Start of Document excerpt

Children, funerals, life

Over the years my children have been to far to many funerals. There have been funerals for their great-grandmas, great-aunt, great-uncle, grandma and grandpa, the little girl from school and most recently their aunt. When they were young, they read passages for their great-aunt, great-grandmother and great-uncle.

When we found out that my father only had months to live, we moved him into our home, where he spent his last six months of life. When he realized it was the end, he had me take him to the hospital. The next day, I brought my children down to see him so he could say goodbye. Each child bent over so he could whisper words into each of their ears. It was the hardest thing I ever had to watch. Afterwards in the courtyard, all three children were crying but middle child took it the worst. She had spent countless hours with him, learning to tend his vegetable garden or just following him around and now she felt guilty. She wanted him to pass to heaven, she had seen the pain he had lived with the last six months of his life. Trying my best to find the right words to say to her was difficult but my father was ready to let go and that gave her peace. When it was time for his funeral, middle child and the teenage boy decided to stay home, it would be the first funeral in years that they didn’t read a passage from the bible. I knew my father would be fine with this, he was of Irish/English decent and believed that you had a party to celebrate life after someone died.

When my brother’s wife got sick with cancer, my children visited her regularly during her chemotherapy treatments. They made her smile and laugh. When she passed, they did go to the funeral home, but it was beyond difficult, she was 30 years old. For the funeral, they decided they just couldn’t attend, my husband and I were okay with this decision and so was my brother.

With all of the funerals over the years, we have talked extensively with our children about death. Therefore, when their dad and I pass, there will be no funeral home visits, no church service, instead they will gather with family and friends at our home and have a party to celebrate the life we enjoyed. Not everyone will agree with our choice, but it is our choice, and we want our children to laugh at all the silly things we said, did over the years. They can remember the sad times too, but most of all, we want them to realize we loved every minute with them.

6 Replies to “Children, funerals, life”

  1. I like your idea, and I think it’s probably the best way to deal with a loved one’s death when it is timely and expected. What I think is horrifyingly difficult is when someone dies young, or is just not ready. Then I have no idea what the right process is. I am going to Kerry’s ‘celebration of life’ on Friday, and I have no idea what to expect. I imagine it will be beautiful, but desperately sad, given her circumstances and her young family…

    1. There is no right or wrong process for when someone dies. The important thing is you are there to support family and friends in whatever way you can. When my sister-in-law passed at the young age of thirty, it was more than difficult particularly because there was her seven year old daughter who was suffering and her pain far out weighed anything I was feeling.

End of Document excerpt

Check your understanding →
1 – Please retype the post about children and funerals word for word, starting with "6 Replies to" and going on through "I was feeling.".
2 – Translate this sentence from the post about children and funerals into Spanish: "When my brother’s wife got sick with cancer, my children visited her regularly during her chemotherapy treatments."
You won't need the listing.

Start of Dataset extract

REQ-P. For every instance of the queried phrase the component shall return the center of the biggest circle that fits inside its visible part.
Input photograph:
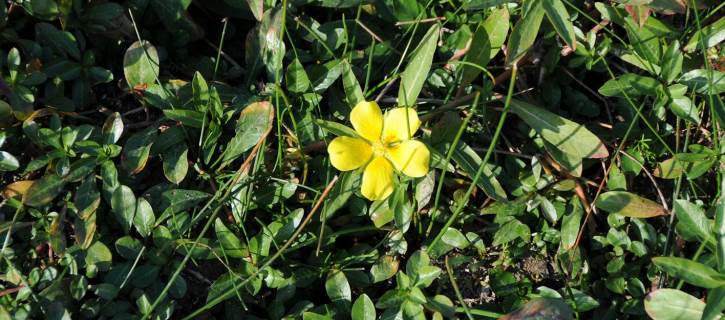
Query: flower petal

End of Dataset extract

Answer section →
1 –
6 Replies to “Children, funerals, life”

  1. I like your idea, and I think it’s probably the best way to deal with a loved one’s death when it is timely and expected. What I think is horrifyingly difficult is when someone dies young, or is just not ready. Then I have no idea what the right process is. I am going to Kerry’s ‘celebration of life’ on Friday, and I have no idea what to expect. I imagine it will be beautiful, but desperately sad, given her circumstances and her young family…

    1. There is no right or wrong process for when someone dies. The important thing is you are there to support family and friends in whatever way you can. When my sister-in-law passed at the young age of thirty, it was more than difficult particularly because there was her seven year old daughter who was suffering and her pain far out weighed anything I was feeling.

2 – Cuando la esposa de mi hermano enfermó de cáncer, mis hijos la visitaban con regularidad durante sus tratamientos de quimioterapia.